◆ Goal ◆
Can you pick up the forum thread on standard errors with survey data and few clusters and carry it on from its last sentence?

◆ Selection ◆
>>

Small # Clusters Calculating SEs with Survey Data

Jamie Daw

Join Date: May 2018

Posts: 7
#1

Small # Clusters Calculating SEs with Survey Data

18 May 2018, 12:24

I am running a difference-in-differences analysis to estimate the association between a state-level policy and a set of outcomes using individual-level survey data. To calculate standard errors, I want to be able to account for survey weights, the state-level implementation of the policy (clustering by state), and the fact that I have a small # of clusters (15 states total). I've tried a couple of approaches and am having trouble combining commands in STATA to do what I think is necessary.

Note: The analysis is on a subgroup of the total survey sample. The variable 'sample' is an indicator for whether an individual is included in the study sample.

1) SEs calculated using svy (according to instructions provided by the CDC):
svyset _n [pweight=wt], strata(sud_nest) fpc(totcnt)
global did postXtreat i.state i.yy
global covariates age race etc.

svy, subpop(sample): reg outcome $did $covariates
2) SEs calculated using reg, cluster with weights:

reg outcome $did $covariates if sample==1 [pw=wt], cluster(state)

- This gives larger SEs than option #1 as expected with clustering
- However, one concern I have is using an "if" statement which is not recommended for subsetting survey data (and can result in incorrect/often inflated errors)
3) Wild cluster bootstrap SEs (to address small # cluster problem) ***can't implement this****
clustse reg outcome $did $covariates if sample==1 [pw=wt], cluster(state) method(wild) reps(500)
[INDENT=2]- multiple errors occur: no "if" allowed, no weights allowed, factor variable operators not allowed[/INDENT]
I'd appreciate any advice on this problem more generally and STATA commands that would help me in this situation. One road I haven't gone down yet is randomization inference - would also appreciate if there are any helpful packages out there to implement this in a svy context.
Tags: None
Steve Samuels

Join Date: Mar 2014

Posts: 1786
#2

18 May 2018, 19:59

Welcome to Statalist, Jamie!

That is a very strange svyset. It implies that the sampling design was a simple random sample of the population in each stratum. Would you please provide a link to the survey design and to the CDC instructions? I'll leave comments on your model to others.

And before you post further, please read FAQ12 on how to write good questions. In particular, put commands, results, and data listings between CODE delimiters, described in the FAQ. By the way, correct spelling is "Stata" not "STATA". See the last FAQ and this recent thread.

<<

◆ Record extracts ◆
>>

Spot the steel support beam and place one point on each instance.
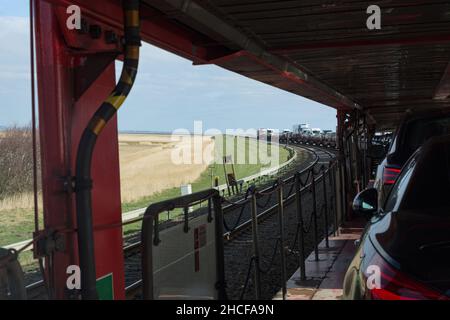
(423, 40)
(240, 42)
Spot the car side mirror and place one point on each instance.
(377, 151)
(366, 202)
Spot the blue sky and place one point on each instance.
(169, 93)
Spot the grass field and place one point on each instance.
(148, 175)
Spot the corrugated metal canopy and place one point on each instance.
(323, 50)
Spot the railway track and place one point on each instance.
(237, 239)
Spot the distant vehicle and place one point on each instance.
(414, 130)
(316, 131)
(300, 128)
(404, 253)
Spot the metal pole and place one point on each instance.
(316, 241)
(301, 242)
(325, 203)
(282, 250)
(335, 211)
(256, 247)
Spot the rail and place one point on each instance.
(299, 184)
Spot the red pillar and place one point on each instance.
(62, 118)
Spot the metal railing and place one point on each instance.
(305, 181)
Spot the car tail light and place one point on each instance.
(396, 285)
(390, 175)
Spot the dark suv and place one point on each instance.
(413, 131)
(404, 253)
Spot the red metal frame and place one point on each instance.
(62, 118)
(75, 74)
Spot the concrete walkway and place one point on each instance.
(324, 278)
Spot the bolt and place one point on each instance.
(110, 37)
(95, 31)
(84, 29)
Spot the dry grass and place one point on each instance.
(18, 201)
(146, 166)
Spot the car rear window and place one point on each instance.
(430, 185)
(419, 131)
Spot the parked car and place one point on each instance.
(404, 252)
(413, 131)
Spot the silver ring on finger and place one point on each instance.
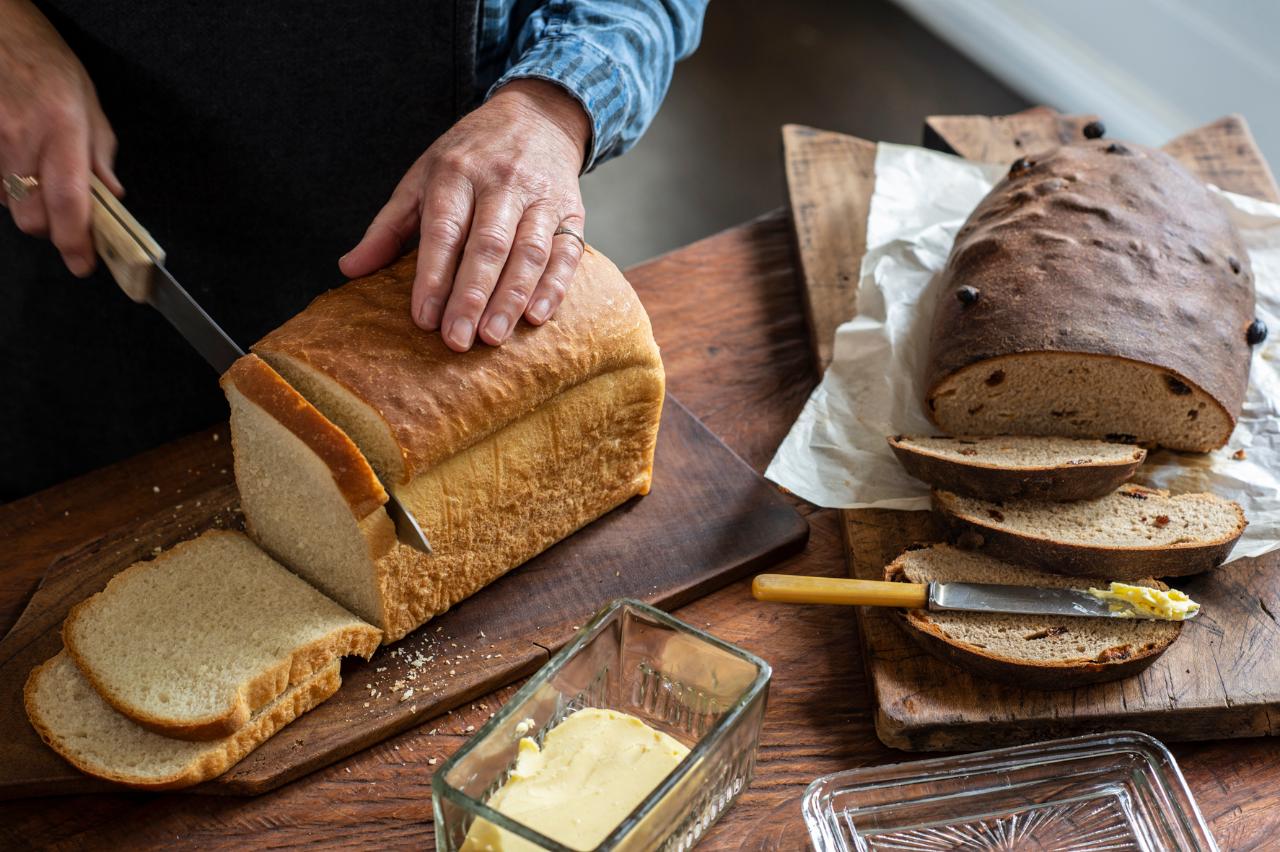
(572, 233)
(19, 186)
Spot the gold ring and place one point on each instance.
(576, 236)
(18, 186)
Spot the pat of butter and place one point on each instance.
(1170, 605)
(592, 772)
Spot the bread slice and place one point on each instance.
(1132, 532)
(499, 452)
(195, 641)
(1009, 468)
(72, 718)
(1038, 651)
(1097, 291)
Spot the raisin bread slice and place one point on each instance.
(1129, 534)
(1037, 651)
(1011, 467)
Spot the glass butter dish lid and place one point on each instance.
(631, 659)
(1116, 791)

<<

◆ The output ◆
Steve Samuels
Statistical Consulting
[email protected]

Stata 14.2
Comment

Jamie Daw

Join Date: May 2018
Posts: 7

21 May 2018, 09:49

Hi Steve,

Thanks for your comment and sorry for not following good forum practice! Below, I provide an update with (what I hope is) proper formatting and results.

Regarding the svyset:
The CDC instructions for setting up the survey in Stata are here.
More information on the survey design is available here.

Code:

svyset _n [pweight=wtanal], strata(sud_nest) fpc(totcnt) 
global covariates i.mat_age_coll i.race i.hisp_coll i.marr_coll i.ed_coll c.unemploy i.mm_dob c.inc_a
global did postXtreat i.state_fips i.yy

*1)SEs calculated using svy (according to instructions provided by the CDC):

svy, subpop(sample): reg outcome $did $covariates
(running regress on estimation sample)

Survey: Linear regression

Number of strata   =       450                  Number of obs     =    125,450
Number of PSUs     =   125,450                  Population size   =  5,162,528
                                                Subpop. no. obs   =    125,450
                                                Subpop. size      =  5,162,528
                                                Design df         =    125,000
                                                F(  52, 124949)   =     355.86
                                                Prob > F          =     0.0000
                                                R-squared         =     0.2042

-----------------------------------------------------------------------------------
                  |             Linearized
  outcome |      Coef.   Std. Err.      t    P>|t|     [95% Conf. Interval]
------------------+----------------------------------------------------------------
 postXtreat |    .005467    .008434     0.65   0.517    -.0110636    .0219975
......(not showing all results for brevity)

*2)SEs calculated using reg, cluster with weights:

reg outcome $did $covariates if sample==1 [pw=wtanal], cluster(state_fips)
(sum of wgt is 5,162,527.54472)

Linear regression                               Number of obs     =    125,450
                                                F(13, 14)         =          .
                                                Prob > F          =          .
                                                R-squared         =     0.2042
                                                Root MSE          =     .36017

                                 (Std. Err. adjusted for 15 clusters in state_fips)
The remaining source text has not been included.